• EXCERPT TO READ
┏━━
Why Travis Hunter Is the Biggest Fish (and Fisherman) in the Pond

Travis Hunter | Kohjiro Kinno/Sports Illustrated

“Let me help you,” Travis Hunter says, quietly but firmly. “Bring him right to me.” We were on a boat in a private lake west of Fort Worth, doing what Hunter loves to do more than anything but playing football. We had driven his Dodge Ram TRX Sandblast Edition pickup on a two-lane road until the houses disappeared, unlocked a gate and rolled down a gravel path that took us to Hunter’s happy place. Surrounded by brown prairie and brown cows, we had come to this brown body of water to catch largemouth bass.

And the action had just begun.

After feeling the tell-tale, tink-tink tug on my line, I had set the hook with a forceful yank of the rod. Adrenaline surged. The fish flashed his white belly before submerging again, confirming that it was a fat one. As I strained to get him to the boat, the Heisman Trophy winner and potential No. 1 NFL draft pick was every bit as excited as I was.
┗━━
• WHAT YOU WILL DO
1. Write out the Travis Hunter fishing passage from "And the action" up to and including "excited as I was.".
2. Using the Travis Hunter fishing passage, decide whether each statement agrees with it. Answer yes or no for each and quote the words that settle it: (a) The lake they fished lies east of Fort Worth. (b) They went to the lake to catch largemouth bass. (c) The hooked fish showed a white belly before going under again.
3. Carry on the Travis Hunter fishing passage, starting after its final sentence.

• LISTING
┏━━
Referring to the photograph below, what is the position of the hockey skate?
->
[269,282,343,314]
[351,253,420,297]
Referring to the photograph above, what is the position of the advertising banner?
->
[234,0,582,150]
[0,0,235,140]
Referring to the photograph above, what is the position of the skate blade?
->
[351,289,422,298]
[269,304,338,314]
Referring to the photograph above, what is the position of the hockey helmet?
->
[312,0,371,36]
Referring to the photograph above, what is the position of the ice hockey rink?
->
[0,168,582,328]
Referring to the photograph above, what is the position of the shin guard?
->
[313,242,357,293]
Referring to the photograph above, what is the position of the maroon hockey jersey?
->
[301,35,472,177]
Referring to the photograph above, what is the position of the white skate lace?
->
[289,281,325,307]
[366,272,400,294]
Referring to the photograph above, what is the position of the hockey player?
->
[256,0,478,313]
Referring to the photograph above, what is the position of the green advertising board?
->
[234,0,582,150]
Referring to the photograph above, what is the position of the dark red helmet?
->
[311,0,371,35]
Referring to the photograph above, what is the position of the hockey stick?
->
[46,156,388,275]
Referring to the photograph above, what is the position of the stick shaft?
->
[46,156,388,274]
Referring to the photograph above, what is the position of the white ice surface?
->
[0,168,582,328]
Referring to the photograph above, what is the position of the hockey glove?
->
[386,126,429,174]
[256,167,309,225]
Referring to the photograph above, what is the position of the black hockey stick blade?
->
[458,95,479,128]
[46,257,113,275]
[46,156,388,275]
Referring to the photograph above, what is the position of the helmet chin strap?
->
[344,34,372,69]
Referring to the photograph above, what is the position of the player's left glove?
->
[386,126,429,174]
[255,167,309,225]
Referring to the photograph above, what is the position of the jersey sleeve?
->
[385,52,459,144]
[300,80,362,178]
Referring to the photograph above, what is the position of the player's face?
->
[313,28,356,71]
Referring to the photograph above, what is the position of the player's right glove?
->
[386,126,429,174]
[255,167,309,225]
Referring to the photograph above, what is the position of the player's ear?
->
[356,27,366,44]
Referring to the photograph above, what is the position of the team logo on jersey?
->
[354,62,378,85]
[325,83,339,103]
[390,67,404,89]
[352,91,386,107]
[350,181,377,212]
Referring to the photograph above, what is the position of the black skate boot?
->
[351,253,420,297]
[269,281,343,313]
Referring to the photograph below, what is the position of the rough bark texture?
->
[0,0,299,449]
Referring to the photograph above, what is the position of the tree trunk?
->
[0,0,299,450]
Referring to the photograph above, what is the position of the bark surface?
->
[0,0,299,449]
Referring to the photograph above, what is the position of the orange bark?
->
┗━━
• SOLVED TASKS
1.
And the action had just begun.

After feeling the tell-tale, tink-tink tug on my line, I had set the hook with a forceful yank of the rod. Adrenaline surged. The fish flashed his white belly before submerging again, confirming that it was a fat one. As I strained to get him to the boat, the Heisman Trophy winner and potential No. 1 NFL draft pick was every bit as excited as I was.

2.
(a) No: "a private lake west of Fort Worth"
(b) Yes: "we had come to this brown body of water to catch largemouth bass"
(c) Yes: "The fish flashed his white belly before submerging again"

3.
Then the rush of the moment was interrupted by an urgent problem: The drag on my reel wasn’t adequately adjusted to maintain tension on a 4 ½-pound bass that was fighting mightily to evade capture. I’d just bought the rod and reel upon arrival in the Dallas-Fort Worth metroplex the day before, and—a potentially calamitous error—I hadn’t checked the drag. Thus I was reeling but not bringing the fish any closer. There was a risk the line would go slack, the fish would spit out the artificial worm I’d caught him with, and one of the biggest bass I’d ever hooked would get away.

Travis Hunter on the cover of the May 2025 issue of Sports Illustrated.
Order the May 2025 issue of Sports Illustrated featuring Travis Hunter and the NFL draft preview. | Kohjiro Kinno/Sports Illustrated

But as his football career has demonstrated, Hunter is an adept multitasker. He stopped guiding the boat from the bow with the trolling motor and hustled over to the rescue, adjusting my drag while I held the rod and battled the fish.

“That’s a good one,” he said enthusiastically. “Don’t lose him! Keep it tight!”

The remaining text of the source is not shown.